= Exercise text =
Scientific classification
- Kingdom: Plantae
- Clade: Tracheophytes
- Clade: Angiosperms
- Clade: Eudicots
- Clade: Rosids
- Order: Fabales
- Family: Fabaceae
- Subfamily: Caesalpinioideae
- Clade: Mimosoid clade
- Genus: Acacia
- Species: A. barakulensis
- Binomial name: Acacia barakulensis Pedley
- Synonyms: Acacia barakulensis Pedley ex Lithgow nom. inval.; Acacia sp. (Barakula L.A.Nielsen 15); Racosperma barakulense (Pedley) Pedley;

= Acacia barakulensis =

- Genus: Acacia
- Species: barakulensis
- Authority: Pedley
- Synonyms: Acacia barakulensis Pedley ex Lithgow nom. inval., Acacia sp. (Barakula L.A.Nielsen 15), Racosperma barakulense (Pedley) Pedley

Species of shrub

Acacia barakulensis, commonly known as waajie wattle, is a species of flowering plant in the family Fabaceae and is endemic to a small area of Queensland. It is a shrub with slender to erect, more or less straight phyllodes round in cross section, spherical heads of golden yellow flowers arranged singly in leaf axils, and linear, papery pods up to 40 mm long.

= Given entries =
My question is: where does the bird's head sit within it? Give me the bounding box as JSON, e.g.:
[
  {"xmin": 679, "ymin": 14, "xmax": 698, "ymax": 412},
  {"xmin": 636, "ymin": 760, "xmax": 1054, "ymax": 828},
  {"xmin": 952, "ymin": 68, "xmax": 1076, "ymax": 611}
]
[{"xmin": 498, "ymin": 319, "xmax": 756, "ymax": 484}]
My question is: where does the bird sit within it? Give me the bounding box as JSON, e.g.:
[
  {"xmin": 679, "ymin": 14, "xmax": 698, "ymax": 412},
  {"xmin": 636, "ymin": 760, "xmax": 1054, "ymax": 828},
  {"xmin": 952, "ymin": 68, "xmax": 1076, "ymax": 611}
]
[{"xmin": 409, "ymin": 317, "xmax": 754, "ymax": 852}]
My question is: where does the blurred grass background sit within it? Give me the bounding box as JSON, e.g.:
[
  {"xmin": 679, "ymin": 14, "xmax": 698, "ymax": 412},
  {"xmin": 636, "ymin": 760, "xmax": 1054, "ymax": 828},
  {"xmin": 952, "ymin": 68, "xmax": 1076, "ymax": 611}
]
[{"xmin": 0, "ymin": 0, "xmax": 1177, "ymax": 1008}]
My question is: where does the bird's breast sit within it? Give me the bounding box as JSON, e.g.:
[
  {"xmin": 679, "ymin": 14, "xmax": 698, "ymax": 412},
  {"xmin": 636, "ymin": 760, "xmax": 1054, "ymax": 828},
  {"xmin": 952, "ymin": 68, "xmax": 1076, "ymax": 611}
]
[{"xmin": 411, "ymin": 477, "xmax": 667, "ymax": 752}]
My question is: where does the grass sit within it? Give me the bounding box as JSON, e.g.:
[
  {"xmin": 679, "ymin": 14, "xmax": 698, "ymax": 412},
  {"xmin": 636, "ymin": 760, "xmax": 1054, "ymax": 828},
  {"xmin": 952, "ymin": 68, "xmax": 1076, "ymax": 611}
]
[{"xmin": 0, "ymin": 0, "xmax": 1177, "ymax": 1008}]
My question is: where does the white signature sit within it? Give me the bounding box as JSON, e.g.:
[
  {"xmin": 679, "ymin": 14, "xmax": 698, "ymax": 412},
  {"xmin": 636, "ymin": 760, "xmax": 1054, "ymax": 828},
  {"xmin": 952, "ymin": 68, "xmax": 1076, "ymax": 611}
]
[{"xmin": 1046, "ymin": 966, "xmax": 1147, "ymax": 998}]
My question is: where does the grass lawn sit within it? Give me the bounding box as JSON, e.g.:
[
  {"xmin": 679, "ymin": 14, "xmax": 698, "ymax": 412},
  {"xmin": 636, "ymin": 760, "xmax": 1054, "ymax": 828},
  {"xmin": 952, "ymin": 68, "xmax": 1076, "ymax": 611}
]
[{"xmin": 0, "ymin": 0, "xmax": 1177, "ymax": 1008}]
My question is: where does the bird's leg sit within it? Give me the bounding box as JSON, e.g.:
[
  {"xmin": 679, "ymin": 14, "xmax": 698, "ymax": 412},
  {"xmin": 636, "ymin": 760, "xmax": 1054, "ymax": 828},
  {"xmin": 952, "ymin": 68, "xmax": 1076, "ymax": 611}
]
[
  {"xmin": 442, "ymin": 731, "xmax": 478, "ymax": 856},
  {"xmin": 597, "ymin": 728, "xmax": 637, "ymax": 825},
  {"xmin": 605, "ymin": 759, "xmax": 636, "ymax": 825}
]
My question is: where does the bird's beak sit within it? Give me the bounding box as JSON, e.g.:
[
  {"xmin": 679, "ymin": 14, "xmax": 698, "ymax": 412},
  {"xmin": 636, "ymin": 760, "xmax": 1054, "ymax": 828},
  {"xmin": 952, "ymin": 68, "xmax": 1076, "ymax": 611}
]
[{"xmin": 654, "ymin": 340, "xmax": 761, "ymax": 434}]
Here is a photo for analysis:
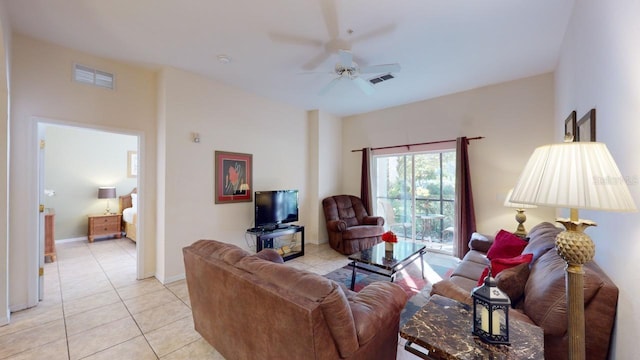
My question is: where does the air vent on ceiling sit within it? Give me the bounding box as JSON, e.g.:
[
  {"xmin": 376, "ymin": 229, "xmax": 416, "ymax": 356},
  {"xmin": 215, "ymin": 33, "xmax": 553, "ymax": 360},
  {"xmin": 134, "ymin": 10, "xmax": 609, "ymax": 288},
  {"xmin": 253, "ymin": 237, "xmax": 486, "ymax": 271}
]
[
  {"xmin": 73, "ymin": 64, "xmax": 113, "ymax": 90},
  {"xmin": 369, "ymin": 74, "xmax": 395, "ymax": 85}
]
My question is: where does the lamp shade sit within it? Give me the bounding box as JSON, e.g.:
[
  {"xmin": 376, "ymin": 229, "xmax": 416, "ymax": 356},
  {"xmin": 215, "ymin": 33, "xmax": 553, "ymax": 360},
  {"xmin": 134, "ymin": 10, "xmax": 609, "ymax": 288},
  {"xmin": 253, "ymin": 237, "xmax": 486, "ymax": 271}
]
[
  {"xmin": 504, "ymin": 189, "xmax": 537, "ymax": 209},
  {"xmin": 509, "ymin": 142, "xmax": 636, "ymax": 212},
  {"xmin": 98, "ymin": 186, "xmax": 116, "ymax": 199}
]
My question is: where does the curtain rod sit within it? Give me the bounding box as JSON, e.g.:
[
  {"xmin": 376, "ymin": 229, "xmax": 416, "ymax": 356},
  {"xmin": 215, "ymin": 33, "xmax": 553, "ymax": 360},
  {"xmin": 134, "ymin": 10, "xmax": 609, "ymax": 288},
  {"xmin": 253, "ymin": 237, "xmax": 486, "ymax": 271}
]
[{"xmin": 351, "ymin": 136, "xmax": 484, "ymax": 152}]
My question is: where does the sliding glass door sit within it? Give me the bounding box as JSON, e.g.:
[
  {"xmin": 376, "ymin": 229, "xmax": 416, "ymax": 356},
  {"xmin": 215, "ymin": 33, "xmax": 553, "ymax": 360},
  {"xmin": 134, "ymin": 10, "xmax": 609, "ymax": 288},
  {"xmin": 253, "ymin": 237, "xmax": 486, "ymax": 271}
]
[{"xmin": 373, "ymin": 150, "xmax": 456, "ymax": 253}]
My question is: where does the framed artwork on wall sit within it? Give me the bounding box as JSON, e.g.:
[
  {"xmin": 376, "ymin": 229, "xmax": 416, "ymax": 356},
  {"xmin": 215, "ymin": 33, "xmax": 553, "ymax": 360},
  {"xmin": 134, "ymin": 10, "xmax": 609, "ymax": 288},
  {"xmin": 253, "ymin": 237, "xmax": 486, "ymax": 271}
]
[
  {"xmin": 127, "ymin": 151, "xmax": 138, "ymax": 177},
  {"xmin": 576, "ymin": 109, "xmax": 596, "ymax": 141},
  {"xmin": 215, "ymin": 150, "xmax": 253, "ymax": 204},
  {"xmin": 564, "ymin": 110, "xmax": 577, "ymax": 141}
]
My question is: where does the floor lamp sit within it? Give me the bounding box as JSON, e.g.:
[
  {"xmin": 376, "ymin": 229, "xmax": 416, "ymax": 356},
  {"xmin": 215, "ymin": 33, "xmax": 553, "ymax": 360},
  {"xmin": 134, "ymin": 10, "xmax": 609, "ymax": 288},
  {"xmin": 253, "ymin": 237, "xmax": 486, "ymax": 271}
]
[{"xmin": 509, "ymin": 142, "xmax": 637, "ymax": 359}]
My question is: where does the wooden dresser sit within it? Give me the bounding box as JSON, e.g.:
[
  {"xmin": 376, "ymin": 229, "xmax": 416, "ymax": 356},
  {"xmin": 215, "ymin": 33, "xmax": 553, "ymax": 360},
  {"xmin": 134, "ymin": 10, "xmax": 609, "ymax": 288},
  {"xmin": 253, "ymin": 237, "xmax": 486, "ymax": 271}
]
[{"xmin": 87, "ymin": 214, "xmax": 122, "ymax": 242}]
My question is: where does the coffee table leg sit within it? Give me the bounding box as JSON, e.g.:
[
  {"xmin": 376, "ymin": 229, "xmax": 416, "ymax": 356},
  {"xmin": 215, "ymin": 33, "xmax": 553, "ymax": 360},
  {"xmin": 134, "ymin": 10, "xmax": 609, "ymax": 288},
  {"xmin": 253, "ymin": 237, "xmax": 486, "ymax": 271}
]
[{"xmin": 351, "ymin": 261, "xmax": 356, "ymax": 291}]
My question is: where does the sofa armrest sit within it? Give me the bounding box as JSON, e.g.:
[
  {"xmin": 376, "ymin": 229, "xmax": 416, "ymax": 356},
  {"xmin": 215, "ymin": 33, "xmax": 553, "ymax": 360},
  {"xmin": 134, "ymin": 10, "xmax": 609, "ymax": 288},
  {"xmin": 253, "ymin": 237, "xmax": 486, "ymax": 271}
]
[
  {"xmin": 469, "ymin": 232, "xmax": 494, "ymax": 253},
  {"xmin": 430, "ymin": 279, "xmax": 473, "ymax": 305},
  {"xmin": 362, "ymin": 216, "xmax": 384, "ymax": 226},
  {"xmin": 349, "ymin": 281, "xmax": 409, "ymax": 344},
  {"xmin": 255, "ymin": 249, "xmax": 284, "ymax": 264},
  {"xmin": 327, "ymin": 220, "xmax": 347, "ymax": 232}
]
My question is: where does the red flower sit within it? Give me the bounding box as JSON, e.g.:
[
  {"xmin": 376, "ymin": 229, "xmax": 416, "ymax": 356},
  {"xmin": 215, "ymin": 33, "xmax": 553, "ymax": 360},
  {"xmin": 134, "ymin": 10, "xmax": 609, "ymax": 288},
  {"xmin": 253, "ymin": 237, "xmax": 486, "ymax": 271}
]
[{"xmin": 382, "ymin": 231, "xmax": 398, "ymax": 242}]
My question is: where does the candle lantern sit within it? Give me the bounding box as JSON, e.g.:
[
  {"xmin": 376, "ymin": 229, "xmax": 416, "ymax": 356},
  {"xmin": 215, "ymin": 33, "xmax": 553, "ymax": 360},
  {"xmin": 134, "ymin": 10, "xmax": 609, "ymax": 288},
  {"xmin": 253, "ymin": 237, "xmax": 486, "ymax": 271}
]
[{"xmin": 471, "ymin": 271, "xmax": 511, "ymax": 344}]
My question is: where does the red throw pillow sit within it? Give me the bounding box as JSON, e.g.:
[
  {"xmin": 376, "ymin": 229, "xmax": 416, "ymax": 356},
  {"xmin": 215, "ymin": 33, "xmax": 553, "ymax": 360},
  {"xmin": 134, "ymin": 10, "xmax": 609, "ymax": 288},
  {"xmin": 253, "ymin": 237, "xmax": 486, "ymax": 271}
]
[
  {"xmin": 478, "ymin": 254, "xmax": 533, "ymax": 286},
  {"xmin": 487, "ymin": 230, "xmax": 528, "ymax": 259}
]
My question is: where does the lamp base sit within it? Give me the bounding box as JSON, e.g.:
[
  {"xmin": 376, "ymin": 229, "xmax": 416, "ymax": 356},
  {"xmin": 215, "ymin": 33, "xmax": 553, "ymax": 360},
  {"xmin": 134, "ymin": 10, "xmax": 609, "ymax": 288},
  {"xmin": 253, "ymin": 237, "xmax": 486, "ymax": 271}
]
[
  {"xmin": 513, "ymin": 209, "xmax": 527, "ymax": 239},
  {"xmin": 556, "ymin": 209, "xmax": 596, "ymax": 360}
]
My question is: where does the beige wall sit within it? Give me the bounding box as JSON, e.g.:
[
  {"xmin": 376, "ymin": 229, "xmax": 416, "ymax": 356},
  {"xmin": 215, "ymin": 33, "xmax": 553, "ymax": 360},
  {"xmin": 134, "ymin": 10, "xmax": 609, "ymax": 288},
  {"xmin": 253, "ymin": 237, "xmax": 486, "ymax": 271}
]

= Tasks to complete =
1. Using the Acacia barakulensis text, mark each statement yes or no and quote the words of the text that decide it. (a) The species is endemic to a small area of New South Wales. (b) Its flowers are borne in spherical, golden yellow heads. (c) Its pods grow up to 60 mm long.
2. Extend the Acacia barakulensis text, beginning right after its final sentence.

= Solved problems =
1.
(a) No: "is endemic to a small area of Queensland"
(b) Yes: "spherical heads of golden yellow flowers"
(c) No: "linear, papery pods up to 40 mm long"

2.
==Description==
Acacia barakulensis is a shrub that typically grows to a height of 2–3 m and has slightly sticky branchlets with a few hairs. Its phyllodes are more or less crowded, ascending to erect, slender, straight and round in cross section, 10–22 mm long, 0.6–1 mm wide and mostly glabrous. The flowers are borne in a spherical head in axils on a peduncle 6–10 mm long, each head with 25 to 35 golden yellow flowers. Flowering occurs from June to September, and the pods are linear, papery, glabrous and slightly sticky, sometimes slightly constricted between the seeds, up to 40 mm long and 4 mm wide with oblong seeds, 3.7–4.2 mm long with a club-shaped aril.

==Taxonomy==
Acacia barakulensis was first formally described in 1999 by Leslie Pedley from specimens collected in the Barakula State Forest in 1971. The specific epithet (barakulensis) refers to Barakula, the only known locality of occurrence of the species.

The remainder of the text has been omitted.